[Reading text]
◇ ◇ ◇

Configuration Testing¶

Threshold Testing¶

Test different threshold values:

# High threshold (0.8) - only critical errors trigger tagging
PAPERLESS_ERROR_TAG_THRESHOLD=0.8

# Medium threshold (0.5) - medium and above trigger tagging
PAPERLESS_ERROR_TAG_THRESHOLD=0.5

# Low threshold (0.0) - all errors trigger tagging
PAPERLESS_ERROR_TAG_THRESHOLD=0.0

Severity Level Testing¶

Test different severity configurations:

# Only critical errors
PAPERLESS_ERROR_SEVERITY_LEVELS=critical

# High and critical errors
PAPERLESS_ERROR_SEVERITY_LEVELS=high,critical

# All error levels
PAPERLESS_ERROR_SEVERITY_LEVELS=low,medium,high,critical

Performance Testing¶

Batch vs Individual Tagging¶

Test performance differences:

# Individual tagging mode (default)
PAPERLESS_ERROR_BATCH_TAGGING=false

# Batch tagging mode (better for high volume)

◇ ◇ ◇

[Listed entries]
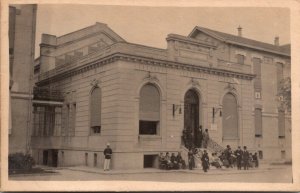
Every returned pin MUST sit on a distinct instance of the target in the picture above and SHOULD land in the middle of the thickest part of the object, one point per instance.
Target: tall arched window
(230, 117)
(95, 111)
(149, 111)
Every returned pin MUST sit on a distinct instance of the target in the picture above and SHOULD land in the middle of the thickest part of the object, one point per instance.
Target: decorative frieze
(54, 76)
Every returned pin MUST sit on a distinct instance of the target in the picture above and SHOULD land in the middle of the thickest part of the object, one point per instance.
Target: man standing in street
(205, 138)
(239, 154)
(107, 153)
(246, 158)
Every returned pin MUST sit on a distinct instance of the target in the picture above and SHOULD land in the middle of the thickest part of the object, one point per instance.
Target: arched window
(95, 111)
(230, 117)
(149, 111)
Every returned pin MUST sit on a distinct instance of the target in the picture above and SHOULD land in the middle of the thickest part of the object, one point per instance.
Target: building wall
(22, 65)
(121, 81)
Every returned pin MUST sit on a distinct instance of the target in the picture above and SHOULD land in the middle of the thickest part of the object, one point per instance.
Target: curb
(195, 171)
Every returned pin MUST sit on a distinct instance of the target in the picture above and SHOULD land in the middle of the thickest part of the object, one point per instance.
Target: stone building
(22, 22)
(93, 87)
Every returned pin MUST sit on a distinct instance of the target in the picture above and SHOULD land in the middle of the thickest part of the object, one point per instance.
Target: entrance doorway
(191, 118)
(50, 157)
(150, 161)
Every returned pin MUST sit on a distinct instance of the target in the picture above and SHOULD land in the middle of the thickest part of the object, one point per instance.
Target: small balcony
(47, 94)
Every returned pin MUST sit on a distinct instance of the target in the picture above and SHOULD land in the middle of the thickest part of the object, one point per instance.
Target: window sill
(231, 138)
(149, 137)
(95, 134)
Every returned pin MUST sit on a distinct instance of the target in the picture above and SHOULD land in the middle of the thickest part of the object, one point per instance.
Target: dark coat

◇ ◇ ◇

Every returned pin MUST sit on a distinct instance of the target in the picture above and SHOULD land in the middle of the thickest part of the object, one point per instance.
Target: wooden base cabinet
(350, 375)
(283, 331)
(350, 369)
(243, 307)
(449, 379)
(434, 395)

◇ ◇ ◇

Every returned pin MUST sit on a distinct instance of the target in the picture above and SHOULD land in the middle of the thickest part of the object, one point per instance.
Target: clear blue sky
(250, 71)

◇ ◇ ◇

[Task details] Extend the Paperless error-tagging configuration text past its final line. The records come from a separate source and have no connection to the text on error-tagging configuration.

[Answer to this task]
PAPERLESS_ERROR_BATCH_TAGGING=true

High Volume Testing¶

Test with multiple documents:

Create 10+ test documents with processing errors
Measure tagging performance
Verify all documents are tagged correctly
Check for API rate limiting issues

Troubleshooting Tests¶

Permission Testing¶

Test API token permissions:

# Test tag creation permission
curl -X POST \
  -H "Authorization: Token $PAPERLESS_TOKEN" \
  -H "Content-Type: application/json" \
  -d '{"name": "test-permission-check"}' \
  "$PAPERLESS_URL/api/tags/"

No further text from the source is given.